→ **PASSAGE SHOWN**:
The Hulihee Palace is located in historic Kailua-Kona, Hawaii, on Ali'i Drive. The former vacation home of Hawaiian royalty, it was converted to a museum run by the Daughters of Hawaii, showcasing furniture and artifacts. It is located at 75–5718 Alii Drive, Kailua-Kona.

History

The palace was originally built out of lava rock by John Adams Kuakini (governor of the island of Hawaii) during the Hawaiian Kingdom. When he died in 1844 he left it to his hānai (adopted) son William Pitt Leleiohoku I, the son of Prime Minister William Pitt Kalanimoku. Leleiohoku died in the measles epidemic of 1848 and left it to his son John William Pitt Kīnaʻu, but he died young and the palace went to his mother Princess Ruth Keʻelikōlani. Ruth made Hulihee her chief residence for most of her life, but she preferred to sleep in a grass hut on the palace grounds rather than in the palace. She invited all of the reigning monarchs to vacation at Hulihee, from Kamehameha III to Liliʻuokalani. Ruth died and left the palace to her cousin and sole heir Princess Bernice Pauahi Bishop.

→ **EXERCISE 1**:
Gather every line of the records below that contains the word "standing". Case counts.

→ **Location labeling records**:
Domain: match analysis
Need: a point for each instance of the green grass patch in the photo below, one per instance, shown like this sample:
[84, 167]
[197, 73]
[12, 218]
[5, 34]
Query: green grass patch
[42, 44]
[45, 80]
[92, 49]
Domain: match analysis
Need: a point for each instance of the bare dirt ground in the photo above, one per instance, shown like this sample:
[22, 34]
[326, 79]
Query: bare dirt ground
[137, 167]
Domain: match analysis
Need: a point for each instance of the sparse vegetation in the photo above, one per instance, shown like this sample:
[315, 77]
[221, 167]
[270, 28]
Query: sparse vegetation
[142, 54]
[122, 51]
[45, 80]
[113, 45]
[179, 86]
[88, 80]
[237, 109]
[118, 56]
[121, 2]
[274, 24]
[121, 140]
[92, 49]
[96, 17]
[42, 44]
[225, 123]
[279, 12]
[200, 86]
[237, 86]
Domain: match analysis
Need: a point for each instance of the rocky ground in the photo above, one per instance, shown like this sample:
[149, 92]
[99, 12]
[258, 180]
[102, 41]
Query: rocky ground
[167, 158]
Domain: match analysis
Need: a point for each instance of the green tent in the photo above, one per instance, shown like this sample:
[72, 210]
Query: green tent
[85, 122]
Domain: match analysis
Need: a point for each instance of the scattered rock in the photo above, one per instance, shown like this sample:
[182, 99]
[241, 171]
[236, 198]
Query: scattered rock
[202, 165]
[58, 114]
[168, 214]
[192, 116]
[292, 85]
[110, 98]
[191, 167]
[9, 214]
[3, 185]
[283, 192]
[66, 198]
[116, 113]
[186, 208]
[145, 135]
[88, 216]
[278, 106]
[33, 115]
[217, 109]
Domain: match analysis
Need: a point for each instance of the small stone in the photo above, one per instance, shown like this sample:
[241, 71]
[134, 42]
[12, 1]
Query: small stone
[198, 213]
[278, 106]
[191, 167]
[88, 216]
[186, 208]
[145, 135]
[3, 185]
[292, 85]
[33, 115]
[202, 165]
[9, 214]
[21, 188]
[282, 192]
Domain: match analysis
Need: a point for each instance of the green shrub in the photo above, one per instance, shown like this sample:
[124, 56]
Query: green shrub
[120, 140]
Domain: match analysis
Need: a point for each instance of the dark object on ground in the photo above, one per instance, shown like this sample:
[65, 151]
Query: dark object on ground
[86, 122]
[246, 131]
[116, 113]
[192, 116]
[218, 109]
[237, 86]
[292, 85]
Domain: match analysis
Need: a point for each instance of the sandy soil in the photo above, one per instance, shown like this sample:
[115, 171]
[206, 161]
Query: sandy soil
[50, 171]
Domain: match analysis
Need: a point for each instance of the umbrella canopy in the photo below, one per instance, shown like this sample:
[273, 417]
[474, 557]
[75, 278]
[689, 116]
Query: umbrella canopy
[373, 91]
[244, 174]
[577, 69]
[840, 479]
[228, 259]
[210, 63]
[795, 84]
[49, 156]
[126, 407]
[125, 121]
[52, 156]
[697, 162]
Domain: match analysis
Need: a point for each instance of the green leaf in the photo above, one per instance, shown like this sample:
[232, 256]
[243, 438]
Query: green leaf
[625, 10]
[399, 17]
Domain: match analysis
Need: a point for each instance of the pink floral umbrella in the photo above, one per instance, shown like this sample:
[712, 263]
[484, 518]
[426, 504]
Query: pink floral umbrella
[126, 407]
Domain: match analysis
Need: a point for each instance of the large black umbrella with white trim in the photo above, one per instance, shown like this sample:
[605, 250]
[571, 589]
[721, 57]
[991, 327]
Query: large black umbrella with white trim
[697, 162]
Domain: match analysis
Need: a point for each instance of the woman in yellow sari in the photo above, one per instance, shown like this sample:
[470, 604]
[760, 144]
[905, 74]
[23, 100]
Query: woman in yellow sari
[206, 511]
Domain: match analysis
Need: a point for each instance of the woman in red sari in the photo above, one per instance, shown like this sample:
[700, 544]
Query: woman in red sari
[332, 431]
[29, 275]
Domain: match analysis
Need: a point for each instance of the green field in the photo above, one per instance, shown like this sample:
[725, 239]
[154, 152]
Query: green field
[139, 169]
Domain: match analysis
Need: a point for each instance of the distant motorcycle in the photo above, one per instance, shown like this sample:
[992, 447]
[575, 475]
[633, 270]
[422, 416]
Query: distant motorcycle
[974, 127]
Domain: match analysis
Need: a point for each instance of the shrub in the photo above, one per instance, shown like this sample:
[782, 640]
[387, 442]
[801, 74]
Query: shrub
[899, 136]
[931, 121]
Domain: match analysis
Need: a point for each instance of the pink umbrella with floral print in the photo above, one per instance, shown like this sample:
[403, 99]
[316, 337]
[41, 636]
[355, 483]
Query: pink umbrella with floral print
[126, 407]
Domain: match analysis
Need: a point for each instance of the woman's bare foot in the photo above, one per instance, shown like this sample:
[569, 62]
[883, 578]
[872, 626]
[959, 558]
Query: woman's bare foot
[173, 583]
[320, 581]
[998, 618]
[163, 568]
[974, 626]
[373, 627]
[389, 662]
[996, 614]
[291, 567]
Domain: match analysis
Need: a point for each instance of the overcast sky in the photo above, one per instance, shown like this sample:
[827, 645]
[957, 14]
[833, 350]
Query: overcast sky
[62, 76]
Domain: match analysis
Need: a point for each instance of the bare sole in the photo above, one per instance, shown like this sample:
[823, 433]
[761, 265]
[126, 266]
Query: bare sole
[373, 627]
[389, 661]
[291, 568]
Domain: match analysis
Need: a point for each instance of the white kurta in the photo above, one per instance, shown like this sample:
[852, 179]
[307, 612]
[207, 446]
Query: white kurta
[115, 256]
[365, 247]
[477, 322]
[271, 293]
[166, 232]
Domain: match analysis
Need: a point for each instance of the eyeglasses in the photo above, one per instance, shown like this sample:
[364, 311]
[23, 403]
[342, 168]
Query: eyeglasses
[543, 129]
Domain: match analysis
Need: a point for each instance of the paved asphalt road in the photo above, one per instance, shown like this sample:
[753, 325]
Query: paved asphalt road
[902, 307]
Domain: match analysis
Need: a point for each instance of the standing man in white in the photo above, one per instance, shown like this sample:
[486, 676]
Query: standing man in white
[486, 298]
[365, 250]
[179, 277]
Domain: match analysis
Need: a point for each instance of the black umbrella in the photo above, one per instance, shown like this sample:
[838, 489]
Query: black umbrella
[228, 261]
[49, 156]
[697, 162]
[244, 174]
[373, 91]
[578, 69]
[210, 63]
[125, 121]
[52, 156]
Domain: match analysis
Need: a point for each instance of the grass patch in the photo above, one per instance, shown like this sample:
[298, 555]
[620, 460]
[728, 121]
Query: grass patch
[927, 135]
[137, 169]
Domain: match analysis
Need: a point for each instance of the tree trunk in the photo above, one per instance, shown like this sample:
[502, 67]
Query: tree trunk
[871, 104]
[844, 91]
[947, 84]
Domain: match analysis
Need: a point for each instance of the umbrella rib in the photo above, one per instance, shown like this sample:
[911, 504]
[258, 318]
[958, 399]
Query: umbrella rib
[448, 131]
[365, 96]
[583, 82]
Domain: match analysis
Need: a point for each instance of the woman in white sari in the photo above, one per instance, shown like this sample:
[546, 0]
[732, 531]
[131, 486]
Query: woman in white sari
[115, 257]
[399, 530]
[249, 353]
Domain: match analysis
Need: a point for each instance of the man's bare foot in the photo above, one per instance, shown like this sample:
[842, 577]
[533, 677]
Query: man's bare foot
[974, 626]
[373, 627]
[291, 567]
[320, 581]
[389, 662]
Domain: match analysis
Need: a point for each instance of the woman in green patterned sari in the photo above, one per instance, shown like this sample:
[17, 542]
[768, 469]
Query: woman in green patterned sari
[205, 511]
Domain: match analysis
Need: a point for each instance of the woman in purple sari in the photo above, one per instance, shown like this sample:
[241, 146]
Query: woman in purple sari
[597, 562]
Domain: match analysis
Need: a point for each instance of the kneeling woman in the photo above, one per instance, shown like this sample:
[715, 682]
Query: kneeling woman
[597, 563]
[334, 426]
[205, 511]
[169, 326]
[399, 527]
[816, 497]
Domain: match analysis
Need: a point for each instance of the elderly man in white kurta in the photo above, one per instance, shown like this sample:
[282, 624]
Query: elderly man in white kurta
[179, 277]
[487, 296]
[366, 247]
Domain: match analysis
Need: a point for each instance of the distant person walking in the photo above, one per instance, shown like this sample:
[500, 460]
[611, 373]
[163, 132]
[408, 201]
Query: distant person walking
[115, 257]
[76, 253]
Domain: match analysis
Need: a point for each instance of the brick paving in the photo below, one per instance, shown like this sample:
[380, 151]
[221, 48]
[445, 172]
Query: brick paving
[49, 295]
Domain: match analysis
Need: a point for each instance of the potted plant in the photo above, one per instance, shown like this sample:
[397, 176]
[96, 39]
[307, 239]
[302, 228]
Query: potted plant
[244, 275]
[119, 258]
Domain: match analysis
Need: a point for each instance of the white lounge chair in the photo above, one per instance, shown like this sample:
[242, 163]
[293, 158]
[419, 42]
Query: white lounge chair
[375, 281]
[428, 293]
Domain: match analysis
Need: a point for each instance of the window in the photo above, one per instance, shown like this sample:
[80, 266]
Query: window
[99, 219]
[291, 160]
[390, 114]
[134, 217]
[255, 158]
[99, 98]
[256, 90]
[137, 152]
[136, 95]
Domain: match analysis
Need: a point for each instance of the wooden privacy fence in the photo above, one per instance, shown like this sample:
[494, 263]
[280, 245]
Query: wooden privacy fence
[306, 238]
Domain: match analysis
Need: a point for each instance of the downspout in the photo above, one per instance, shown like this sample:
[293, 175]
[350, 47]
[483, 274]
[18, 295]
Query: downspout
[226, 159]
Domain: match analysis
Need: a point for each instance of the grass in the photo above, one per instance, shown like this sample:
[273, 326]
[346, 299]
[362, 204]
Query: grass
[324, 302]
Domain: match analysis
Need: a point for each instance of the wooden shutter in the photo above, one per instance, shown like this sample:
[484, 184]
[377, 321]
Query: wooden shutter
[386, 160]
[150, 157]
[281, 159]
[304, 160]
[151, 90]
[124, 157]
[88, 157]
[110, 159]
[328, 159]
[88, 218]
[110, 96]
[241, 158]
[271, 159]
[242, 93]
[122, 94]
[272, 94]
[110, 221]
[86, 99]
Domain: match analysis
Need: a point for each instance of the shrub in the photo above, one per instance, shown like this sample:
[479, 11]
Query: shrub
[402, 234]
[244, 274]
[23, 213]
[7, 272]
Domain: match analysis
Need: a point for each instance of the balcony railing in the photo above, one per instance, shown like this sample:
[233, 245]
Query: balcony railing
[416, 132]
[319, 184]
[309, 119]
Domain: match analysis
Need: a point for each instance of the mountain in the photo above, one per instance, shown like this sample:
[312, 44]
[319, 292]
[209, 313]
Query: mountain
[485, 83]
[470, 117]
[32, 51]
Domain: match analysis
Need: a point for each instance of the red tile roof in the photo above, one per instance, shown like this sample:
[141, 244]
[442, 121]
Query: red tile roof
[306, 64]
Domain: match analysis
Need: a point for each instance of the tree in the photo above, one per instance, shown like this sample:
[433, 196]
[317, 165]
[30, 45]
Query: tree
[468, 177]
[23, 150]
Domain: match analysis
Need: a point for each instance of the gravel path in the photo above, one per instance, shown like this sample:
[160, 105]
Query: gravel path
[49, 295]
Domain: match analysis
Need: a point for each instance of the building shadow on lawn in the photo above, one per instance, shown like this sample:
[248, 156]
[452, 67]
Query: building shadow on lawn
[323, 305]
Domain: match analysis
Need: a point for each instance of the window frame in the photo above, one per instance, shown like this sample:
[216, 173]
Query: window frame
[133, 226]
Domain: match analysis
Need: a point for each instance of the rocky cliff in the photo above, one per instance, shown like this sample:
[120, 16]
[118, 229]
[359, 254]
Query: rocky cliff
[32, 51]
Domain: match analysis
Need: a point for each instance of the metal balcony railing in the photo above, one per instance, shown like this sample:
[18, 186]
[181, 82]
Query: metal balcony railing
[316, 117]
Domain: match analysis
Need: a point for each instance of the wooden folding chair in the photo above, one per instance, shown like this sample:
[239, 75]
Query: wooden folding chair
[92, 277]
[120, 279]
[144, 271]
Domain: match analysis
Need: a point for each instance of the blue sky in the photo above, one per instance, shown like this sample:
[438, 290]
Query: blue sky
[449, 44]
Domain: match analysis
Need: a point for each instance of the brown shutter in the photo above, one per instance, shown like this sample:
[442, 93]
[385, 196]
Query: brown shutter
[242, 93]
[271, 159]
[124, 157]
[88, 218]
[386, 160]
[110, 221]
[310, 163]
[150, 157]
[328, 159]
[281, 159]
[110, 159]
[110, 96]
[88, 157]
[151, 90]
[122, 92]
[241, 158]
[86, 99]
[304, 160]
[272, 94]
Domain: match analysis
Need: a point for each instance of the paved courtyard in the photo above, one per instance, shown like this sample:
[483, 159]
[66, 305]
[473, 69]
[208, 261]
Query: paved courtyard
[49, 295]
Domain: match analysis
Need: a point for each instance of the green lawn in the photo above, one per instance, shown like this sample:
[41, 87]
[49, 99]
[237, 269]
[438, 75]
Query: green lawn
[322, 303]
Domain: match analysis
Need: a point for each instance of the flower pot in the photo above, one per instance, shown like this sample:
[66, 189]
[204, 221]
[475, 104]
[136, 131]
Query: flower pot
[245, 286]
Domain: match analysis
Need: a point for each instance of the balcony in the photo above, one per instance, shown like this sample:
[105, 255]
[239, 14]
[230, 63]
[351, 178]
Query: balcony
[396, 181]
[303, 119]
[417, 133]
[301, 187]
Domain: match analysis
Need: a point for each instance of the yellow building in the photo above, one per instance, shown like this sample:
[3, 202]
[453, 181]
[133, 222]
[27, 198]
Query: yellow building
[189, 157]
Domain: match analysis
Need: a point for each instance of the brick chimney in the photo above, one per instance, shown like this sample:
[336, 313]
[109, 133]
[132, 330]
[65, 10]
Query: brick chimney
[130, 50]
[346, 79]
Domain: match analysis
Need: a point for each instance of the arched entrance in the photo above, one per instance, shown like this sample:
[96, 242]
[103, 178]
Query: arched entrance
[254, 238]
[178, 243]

→ **EXERCISE 2**:
Resume the Hulihee Palace passage from its last sentence and continue it.

→ **EXPECTED OUTPUT 1**:
Need: a point for each instance of the standing man in white in the photo above, one per instance, shown like this sample:
Query: standing man in white

→ **EXPECTED OUTPUT 2**:
It was later sold to King Kalākaua and Queen Kapiolani. Kalākaua renamed the palace Hikulani Hale, which means “House of the Seventh ruler,” referring to himself, the seventh monarch of the monarchy that began with King Kamehameha I.  In 1885, King Kalākaua had the palace plastered over the outside to give the building a more refined appearance. After Kalākaua's death it passed to Kapiolani who left Hulihee Palace to her two nephews, Prince Jonah Kūhiō Kalanianaʻole Piʻikoi and Prince David Kawānanakoa.  In 1927 the Daughters of Hawaii, a group dedicated to preserving the cultural legacy of the Hawaiian Islands, restored Hulihee Palace and turned it into a museum. It was added to the National Register of Historic Places listings on the island of Hawaii in 1973 as site 73000653.

The palace's walls and ceiling had cracks following the 2006 Kiholo Bay earthquake that was centered on the Kohala coast. The structural damage and cracks in the lava rock and plaster caused by the 2006 earthquake were repaired a few years later.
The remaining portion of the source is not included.